**What is needed**
Repeat, exactly and completely, the entries shown underneath.

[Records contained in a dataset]
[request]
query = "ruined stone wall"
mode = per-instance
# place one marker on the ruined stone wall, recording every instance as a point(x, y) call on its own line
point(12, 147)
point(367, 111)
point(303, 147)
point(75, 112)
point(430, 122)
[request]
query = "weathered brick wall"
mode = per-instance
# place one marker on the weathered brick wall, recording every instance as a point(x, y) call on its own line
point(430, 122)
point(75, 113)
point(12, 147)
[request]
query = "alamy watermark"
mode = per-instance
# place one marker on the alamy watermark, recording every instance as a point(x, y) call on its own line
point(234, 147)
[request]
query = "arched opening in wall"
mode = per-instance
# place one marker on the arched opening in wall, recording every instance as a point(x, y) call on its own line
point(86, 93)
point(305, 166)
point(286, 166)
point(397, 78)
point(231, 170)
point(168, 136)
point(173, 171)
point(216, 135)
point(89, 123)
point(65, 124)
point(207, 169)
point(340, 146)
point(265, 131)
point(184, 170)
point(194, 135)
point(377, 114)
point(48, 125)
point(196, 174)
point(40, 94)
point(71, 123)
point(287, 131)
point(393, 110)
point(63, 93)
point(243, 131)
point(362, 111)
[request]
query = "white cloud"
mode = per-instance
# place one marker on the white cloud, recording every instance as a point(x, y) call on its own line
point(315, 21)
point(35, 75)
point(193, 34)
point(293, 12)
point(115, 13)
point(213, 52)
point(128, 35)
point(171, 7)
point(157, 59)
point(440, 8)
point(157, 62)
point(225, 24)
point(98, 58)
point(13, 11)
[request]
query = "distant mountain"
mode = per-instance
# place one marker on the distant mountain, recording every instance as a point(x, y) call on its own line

**Task response**
[request]
query = "ruined stone wall"
mode = per-instance
# place one marker on the ruined stone wall, recording every instance as a point(x, y) call on its own line
point(12, 147)
point(367, 111)
point(303, 147)
point(75, 112)
point(430, 122)
[request]
query = "weathered brick wall"
mode = per-instance
# place one marker on the weathered brick wall, recording every instance as a point(x, y) call on its own line
point(430, 122)
point(75, 113)
point(12, 147)
[request]
query = "alamy watermark"
mode = per-instance
# place one marker on the alamy watermark, recording every instance as a point(x, y) call on its own line
point(234, 147)
[request]
query = "arched opening in wall"
mode = per-instance
# place one marker on the arched opening in wall, recording every instance as a point(x, y) call on its own line
point(86, 93)
point(305, 166)
point(286, 166)
point(397, 78)
point(231, 170)
point(168, 136)
point(173, 171)
point(216, 135)
point(89, 123)
point(65, 124)
point(207, 169)
point(340, 146)
point(265, 131)
point(184, 170)
point(194, 135)
point(377, 114)
point(48, 125)
point(196, 174)
point(40, 94)
point(71, 123)
point(287, 131)
point(393, 110)
point(63, 93)
point(243, 131)
point(362, 111)
[request]
query = "white cloud"
mode = per-instance
# place one marker on the white cloud, recording every instance as a point(x, y) call on its own line
point(315, 21)
point(35, 75)
point(193, 34)
point(293, 12)
point(115, 13)
point(213, 52)
point(128, 35)
point(171, 7)
point(157, 59)
point(440, 8)
point(157, 62)
point(225, 24)
point(98, 58)
point(13, 11)
[request]
query = "distant mountain"
mode = per-instance
# place one marker on the distant mountain, recording every instance as a point(x, y) call on its own line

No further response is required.